Exercise details:
Repeat word for word the opening stretch of the entries, from the first line through the line containing "Where can the twig on".

Supplied data:
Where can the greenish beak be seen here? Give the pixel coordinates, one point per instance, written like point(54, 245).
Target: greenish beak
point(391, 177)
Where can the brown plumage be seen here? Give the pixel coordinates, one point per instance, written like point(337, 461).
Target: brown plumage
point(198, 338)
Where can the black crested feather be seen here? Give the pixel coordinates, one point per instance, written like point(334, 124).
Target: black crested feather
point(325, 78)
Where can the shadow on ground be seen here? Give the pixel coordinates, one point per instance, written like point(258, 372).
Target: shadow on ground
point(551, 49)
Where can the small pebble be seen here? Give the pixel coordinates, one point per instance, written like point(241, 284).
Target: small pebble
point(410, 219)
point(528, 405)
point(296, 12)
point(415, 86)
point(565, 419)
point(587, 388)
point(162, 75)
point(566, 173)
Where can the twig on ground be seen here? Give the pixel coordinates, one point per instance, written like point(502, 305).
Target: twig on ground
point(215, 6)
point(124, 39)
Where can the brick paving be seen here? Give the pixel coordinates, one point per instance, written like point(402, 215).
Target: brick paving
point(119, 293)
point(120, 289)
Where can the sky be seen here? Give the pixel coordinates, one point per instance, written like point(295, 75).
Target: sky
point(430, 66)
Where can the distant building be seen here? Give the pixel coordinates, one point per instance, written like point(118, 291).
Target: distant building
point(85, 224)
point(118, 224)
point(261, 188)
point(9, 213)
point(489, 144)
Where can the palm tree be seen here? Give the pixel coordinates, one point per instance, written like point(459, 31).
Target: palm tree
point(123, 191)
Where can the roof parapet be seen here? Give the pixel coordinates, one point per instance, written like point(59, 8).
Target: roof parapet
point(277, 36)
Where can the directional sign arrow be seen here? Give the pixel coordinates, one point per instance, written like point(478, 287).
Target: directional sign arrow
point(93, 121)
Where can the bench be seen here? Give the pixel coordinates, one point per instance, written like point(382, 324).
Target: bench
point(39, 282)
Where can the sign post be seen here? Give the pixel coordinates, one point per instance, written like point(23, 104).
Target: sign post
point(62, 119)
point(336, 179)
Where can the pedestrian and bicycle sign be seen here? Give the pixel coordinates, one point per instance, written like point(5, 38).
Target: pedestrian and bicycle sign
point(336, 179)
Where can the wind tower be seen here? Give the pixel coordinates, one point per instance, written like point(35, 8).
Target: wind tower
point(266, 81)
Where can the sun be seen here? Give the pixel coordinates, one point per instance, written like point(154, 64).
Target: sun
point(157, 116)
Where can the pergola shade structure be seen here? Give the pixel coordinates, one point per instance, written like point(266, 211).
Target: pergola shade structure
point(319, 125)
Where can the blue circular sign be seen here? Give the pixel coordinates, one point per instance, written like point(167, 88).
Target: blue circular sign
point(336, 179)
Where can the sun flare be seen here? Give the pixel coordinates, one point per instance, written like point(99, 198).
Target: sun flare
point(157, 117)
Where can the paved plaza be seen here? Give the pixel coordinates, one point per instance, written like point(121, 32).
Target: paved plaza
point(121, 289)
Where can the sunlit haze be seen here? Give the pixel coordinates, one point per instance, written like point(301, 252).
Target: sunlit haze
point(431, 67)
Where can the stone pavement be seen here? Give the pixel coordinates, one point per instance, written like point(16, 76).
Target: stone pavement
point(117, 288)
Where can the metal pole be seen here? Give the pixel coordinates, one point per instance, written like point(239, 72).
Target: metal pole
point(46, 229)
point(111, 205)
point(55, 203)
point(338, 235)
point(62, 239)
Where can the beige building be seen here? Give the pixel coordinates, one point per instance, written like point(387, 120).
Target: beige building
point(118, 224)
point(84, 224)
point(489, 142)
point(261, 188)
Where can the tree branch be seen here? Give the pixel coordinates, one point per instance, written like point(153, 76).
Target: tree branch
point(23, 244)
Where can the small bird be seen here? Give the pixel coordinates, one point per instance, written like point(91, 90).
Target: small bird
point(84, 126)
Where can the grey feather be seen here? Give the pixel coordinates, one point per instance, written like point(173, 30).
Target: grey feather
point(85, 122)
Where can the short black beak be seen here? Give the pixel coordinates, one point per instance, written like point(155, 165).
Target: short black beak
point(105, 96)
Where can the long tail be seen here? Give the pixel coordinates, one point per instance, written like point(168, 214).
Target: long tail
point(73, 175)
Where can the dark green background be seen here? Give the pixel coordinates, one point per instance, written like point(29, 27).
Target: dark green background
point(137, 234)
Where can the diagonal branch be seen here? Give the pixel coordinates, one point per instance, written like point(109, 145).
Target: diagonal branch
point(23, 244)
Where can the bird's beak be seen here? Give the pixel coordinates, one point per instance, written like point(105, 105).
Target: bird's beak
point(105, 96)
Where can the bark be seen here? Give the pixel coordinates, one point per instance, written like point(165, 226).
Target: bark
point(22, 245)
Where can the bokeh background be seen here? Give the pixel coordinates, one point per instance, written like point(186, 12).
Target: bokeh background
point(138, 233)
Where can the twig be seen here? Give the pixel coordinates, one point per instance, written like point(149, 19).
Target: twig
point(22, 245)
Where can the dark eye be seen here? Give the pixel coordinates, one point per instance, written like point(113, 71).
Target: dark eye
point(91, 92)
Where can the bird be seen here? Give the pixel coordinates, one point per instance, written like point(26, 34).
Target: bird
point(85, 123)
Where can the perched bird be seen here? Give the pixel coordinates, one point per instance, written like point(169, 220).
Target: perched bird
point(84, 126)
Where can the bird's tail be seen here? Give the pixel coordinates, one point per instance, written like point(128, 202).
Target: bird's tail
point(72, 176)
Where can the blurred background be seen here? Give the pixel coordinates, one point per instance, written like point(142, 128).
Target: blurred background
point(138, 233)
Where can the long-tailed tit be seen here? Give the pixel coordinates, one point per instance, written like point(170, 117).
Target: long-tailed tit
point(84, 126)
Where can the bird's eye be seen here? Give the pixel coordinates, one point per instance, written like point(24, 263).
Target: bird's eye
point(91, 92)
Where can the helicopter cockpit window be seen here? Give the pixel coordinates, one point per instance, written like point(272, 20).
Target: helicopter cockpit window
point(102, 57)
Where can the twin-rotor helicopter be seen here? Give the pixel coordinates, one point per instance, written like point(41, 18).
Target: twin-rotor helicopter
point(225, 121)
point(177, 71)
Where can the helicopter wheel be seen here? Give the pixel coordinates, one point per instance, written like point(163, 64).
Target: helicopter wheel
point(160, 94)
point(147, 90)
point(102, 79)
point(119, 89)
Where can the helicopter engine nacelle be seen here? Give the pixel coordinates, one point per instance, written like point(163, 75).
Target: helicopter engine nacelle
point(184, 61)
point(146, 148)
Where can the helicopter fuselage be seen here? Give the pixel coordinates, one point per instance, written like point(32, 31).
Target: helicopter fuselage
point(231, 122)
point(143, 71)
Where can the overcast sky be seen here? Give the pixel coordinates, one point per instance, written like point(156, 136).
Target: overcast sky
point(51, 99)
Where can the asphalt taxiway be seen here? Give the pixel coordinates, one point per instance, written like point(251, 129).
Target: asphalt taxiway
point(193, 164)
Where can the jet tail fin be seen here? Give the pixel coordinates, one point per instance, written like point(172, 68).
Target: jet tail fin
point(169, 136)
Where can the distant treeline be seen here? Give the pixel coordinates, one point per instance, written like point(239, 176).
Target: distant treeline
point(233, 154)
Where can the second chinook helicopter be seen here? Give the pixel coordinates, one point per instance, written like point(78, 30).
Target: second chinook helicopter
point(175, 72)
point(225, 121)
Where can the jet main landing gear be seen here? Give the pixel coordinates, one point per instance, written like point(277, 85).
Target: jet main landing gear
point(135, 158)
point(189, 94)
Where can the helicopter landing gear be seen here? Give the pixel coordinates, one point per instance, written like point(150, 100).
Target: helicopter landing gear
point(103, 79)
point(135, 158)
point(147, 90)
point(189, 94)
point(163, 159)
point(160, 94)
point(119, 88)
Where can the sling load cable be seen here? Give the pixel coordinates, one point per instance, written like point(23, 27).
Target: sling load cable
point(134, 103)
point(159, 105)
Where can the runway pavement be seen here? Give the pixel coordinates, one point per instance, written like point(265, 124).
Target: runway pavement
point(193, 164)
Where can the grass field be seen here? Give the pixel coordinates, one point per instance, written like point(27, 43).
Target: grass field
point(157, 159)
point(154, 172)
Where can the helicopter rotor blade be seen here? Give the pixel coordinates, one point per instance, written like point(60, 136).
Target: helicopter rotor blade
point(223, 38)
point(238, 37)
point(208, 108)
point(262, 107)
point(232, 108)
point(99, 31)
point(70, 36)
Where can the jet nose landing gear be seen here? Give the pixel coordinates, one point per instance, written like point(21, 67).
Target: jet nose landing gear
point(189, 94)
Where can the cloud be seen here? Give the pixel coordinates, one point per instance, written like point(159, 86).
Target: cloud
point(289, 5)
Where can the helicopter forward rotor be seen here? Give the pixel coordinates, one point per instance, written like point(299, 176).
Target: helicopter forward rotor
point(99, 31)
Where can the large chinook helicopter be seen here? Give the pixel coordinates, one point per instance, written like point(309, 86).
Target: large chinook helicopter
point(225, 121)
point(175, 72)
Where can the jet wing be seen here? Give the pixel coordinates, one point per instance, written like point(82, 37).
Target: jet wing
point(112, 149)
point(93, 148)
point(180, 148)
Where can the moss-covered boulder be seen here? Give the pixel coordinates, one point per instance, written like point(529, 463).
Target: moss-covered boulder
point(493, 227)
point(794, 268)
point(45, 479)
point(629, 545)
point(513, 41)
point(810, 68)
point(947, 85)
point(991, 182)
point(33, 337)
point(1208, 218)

Response for this exercise:
Where can the greenish beak be seen here? Give the pixel coordinates, one point per instance, written like point(54, 245).
Target: greenish beak
point(391, 177)
Where can the brown plumage be seen here? Give the pixel coordinates, one point per instance, written like point(337, 461).
Target: brown plumage
point(198, 338)
Where can the black crested feather be seen here? Give the pixel coordinates, one point per instance, written like point(334, 124).
Target: black crested feather
point(325, 78)
Where can the shadow on ground be seen here? Give the pixel coordinates, one point per instance, written like point(258, 372).
Target: shadow on ground
point(551, 49)
Where can the small pebble be seen here? Give the pixel coordinates, one point per instance, written like point(241, 284).
Target: small pebble
point(410, 219)
point(528, 405)
point(296, 12)
point(415, 86)
point(565, 419)
point(587, 388)
point(162, 75)
point(566, 173)
Where can the twig on ground be seen here? Give the pixel coordinates, one point per instance, written like point(502, 305).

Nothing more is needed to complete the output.